A run of records
------

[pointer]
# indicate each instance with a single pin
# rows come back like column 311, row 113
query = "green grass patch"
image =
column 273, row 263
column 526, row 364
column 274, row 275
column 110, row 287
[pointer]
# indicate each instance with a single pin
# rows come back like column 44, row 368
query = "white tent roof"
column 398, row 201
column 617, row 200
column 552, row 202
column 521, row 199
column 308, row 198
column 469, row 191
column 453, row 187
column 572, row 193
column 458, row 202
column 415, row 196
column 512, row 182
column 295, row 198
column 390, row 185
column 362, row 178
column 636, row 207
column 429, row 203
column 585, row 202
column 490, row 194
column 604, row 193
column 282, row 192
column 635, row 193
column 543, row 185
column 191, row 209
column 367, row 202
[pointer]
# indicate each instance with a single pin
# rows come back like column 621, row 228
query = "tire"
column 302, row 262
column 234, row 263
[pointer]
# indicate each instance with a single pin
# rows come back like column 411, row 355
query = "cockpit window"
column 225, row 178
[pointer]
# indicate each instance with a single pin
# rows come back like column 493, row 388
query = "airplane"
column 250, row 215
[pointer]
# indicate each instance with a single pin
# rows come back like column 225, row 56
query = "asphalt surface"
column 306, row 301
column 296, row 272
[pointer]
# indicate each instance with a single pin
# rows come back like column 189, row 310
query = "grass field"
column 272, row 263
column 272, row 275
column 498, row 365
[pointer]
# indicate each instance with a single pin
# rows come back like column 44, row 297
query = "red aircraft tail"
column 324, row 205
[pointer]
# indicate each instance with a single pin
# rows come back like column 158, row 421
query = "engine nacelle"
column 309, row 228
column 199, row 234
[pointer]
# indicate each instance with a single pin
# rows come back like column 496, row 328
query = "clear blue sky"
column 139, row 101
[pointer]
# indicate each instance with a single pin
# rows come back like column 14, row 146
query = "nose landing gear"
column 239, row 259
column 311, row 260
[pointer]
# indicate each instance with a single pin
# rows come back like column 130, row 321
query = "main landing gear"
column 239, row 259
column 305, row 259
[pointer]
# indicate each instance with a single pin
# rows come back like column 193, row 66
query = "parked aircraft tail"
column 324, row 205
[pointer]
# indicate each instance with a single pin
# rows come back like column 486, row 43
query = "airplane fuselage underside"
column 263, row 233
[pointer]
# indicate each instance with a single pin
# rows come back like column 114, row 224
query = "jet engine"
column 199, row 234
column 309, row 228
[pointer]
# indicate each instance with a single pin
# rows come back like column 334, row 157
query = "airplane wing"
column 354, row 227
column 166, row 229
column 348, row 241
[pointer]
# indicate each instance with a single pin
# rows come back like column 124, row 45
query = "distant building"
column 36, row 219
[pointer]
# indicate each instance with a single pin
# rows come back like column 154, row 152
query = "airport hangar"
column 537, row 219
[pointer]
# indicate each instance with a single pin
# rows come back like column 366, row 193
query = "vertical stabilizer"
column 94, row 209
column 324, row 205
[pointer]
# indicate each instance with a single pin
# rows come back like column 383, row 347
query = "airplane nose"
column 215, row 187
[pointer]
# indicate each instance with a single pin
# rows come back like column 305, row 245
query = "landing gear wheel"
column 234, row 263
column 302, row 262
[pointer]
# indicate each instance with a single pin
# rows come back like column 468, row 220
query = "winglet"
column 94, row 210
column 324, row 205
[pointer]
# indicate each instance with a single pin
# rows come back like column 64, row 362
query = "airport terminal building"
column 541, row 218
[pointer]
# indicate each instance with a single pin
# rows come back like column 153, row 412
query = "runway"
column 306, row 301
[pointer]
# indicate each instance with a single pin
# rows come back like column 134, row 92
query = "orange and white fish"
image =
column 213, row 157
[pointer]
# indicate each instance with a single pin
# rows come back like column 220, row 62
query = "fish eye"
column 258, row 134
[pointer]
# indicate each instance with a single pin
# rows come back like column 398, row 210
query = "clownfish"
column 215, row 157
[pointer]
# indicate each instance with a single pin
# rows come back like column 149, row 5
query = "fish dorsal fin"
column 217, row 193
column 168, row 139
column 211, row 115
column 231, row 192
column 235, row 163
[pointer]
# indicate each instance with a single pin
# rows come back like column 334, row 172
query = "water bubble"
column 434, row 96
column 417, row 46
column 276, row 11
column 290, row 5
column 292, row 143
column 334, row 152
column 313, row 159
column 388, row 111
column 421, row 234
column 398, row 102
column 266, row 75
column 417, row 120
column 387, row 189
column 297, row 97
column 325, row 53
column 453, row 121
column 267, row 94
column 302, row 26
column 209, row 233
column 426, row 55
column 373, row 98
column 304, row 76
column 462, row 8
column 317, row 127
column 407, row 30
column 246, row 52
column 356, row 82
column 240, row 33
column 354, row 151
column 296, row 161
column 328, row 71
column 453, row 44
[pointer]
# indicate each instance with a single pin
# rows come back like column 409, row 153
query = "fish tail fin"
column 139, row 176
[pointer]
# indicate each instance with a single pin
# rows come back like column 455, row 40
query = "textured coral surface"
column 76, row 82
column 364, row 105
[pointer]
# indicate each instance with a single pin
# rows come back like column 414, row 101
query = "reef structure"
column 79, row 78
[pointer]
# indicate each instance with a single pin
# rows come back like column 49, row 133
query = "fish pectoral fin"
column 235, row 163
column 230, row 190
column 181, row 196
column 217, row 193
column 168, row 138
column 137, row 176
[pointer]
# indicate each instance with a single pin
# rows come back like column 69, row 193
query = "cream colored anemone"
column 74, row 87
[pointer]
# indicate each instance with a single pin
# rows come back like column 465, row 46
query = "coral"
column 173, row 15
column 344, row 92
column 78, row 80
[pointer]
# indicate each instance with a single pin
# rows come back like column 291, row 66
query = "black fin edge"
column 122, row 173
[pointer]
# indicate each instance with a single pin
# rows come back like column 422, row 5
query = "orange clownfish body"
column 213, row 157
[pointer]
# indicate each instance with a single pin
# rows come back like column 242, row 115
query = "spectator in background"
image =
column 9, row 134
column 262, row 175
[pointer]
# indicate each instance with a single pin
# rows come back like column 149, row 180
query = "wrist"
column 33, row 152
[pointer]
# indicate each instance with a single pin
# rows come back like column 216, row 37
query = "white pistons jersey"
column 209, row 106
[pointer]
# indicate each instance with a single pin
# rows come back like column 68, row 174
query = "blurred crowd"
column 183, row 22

------

▸ Given task
Arrange the lines of the listing above as a numbered list, starting at the first line and ending at the line containing "column 250, row 215". Leave out any blank lines.

▸ Solution
1. [pointer]
2. # indicate each instance with a single pin
3. # rows come back like column 311, row 113
4. query = "green grass patch"
5. image =
6. column 273, row 263
7. column 526, row 364
8. column 274, row 275
9. column 110, row 287
10. [pointer]
11. # indicate each instance with a single pin
12. # rows come back like column 44, row 368
13. query = "white tent roof"
14. column 398, row 201
15. column 617, row 200
16. column 552, row 202
17. column 521, row 199
18. column 308, row 198
19. column 469, row 191
20. column 453, row 187
21. column 572, row 193
22. column 458, row 202
23. column 415, row 196
24. column 512, row 182
25. column 295, row 198
26. column 390, row 185
27. column 362, row 178
28. column 636, row 207
29. column 429, row 203
30. column 585, row 202
31. column 490, row 194
32. column 604, row 193
33. column 282, row 192
34. column 635, row 193
35. column 543, row 185
36. column 191, row 209
37. column 367, row 202
38. [pointer]
39. # indicate each instance with a single pin
40. # rows come back like column 621, row 228
41. query = "tire"
42. column 302, row 262
43. column 234, row 263
44. [pointer]
45. # indicate each instance with a single pin
46. # rows come back like column 411, row 355
47. query = "cockpit window"
48. column 225, row 178
49. [pointer]
50. # indicate each instance with a single pin
51. # rows come back like column 493, row 388
52. query = "airplane"
53. column 250, row 215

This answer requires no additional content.